### [TASK BRIEF]
Search the records below for the string "tree" and report only the number of lines that contain it.

### [Collected data]

************

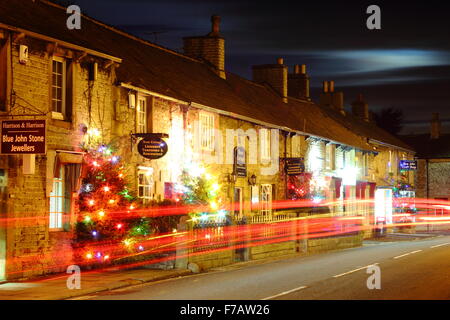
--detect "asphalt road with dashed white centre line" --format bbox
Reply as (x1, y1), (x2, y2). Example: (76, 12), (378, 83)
(82, 236), (450, 300)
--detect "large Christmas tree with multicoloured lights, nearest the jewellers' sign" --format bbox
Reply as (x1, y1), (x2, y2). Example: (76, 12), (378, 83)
(74, 145), (150, 263)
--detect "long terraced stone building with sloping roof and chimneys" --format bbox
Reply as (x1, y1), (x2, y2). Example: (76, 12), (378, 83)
(0, 0), (413, 279)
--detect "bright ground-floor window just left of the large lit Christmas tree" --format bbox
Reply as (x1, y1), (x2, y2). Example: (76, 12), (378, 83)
(49, 166), (65, 230)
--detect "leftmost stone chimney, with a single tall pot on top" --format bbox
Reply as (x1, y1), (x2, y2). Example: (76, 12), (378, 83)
(183, 15), (226, 79)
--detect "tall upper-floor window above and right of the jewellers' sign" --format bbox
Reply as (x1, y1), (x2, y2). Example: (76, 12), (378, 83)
(52, 57), (66, 115)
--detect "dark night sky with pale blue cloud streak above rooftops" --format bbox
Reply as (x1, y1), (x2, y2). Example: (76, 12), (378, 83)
(68, 0), (450, 133)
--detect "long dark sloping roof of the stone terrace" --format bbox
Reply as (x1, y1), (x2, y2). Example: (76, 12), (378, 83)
(0, 0), (410, 150)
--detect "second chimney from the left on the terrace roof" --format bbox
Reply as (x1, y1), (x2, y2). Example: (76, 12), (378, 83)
(252, 58), (288, 103)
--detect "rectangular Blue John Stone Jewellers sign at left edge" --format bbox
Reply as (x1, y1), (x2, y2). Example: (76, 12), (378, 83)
(1, 120), (45, 154)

************

### [COMPLETED TASK]
2